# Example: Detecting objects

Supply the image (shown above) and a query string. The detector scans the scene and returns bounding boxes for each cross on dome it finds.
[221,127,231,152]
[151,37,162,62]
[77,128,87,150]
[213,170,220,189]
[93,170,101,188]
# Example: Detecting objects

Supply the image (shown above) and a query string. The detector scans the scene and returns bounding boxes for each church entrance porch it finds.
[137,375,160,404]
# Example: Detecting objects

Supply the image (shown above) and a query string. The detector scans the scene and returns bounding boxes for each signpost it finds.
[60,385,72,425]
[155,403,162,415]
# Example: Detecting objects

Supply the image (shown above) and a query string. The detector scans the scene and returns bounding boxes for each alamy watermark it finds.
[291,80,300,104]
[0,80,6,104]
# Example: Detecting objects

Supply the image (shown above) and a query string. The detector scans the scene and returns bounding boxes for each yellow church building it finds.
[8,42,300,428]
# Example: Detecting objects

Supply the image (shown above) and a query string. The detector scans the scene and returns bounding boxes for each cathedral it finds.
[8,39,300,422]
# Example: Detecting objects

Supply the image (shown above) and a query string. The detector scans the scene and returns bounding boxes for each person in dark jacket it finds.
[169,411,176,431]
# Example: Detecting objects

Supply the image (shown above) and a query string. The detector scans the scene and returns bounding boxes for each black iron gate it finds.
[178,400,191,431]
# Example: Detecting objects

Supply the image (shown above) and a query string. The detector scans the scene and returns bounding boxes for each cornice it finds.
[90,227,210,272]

Set task :: List each line of the records above that contains the string "church". Case counts.

In response ::
Supply the image (shown above) and a query string. The detector scans the scene and returns bounding boxes for each church entrance porch it finds.
Supply the image (shown above) and a query string. The detector scans the scene and returns bounding boxes for each yellow church building it finds.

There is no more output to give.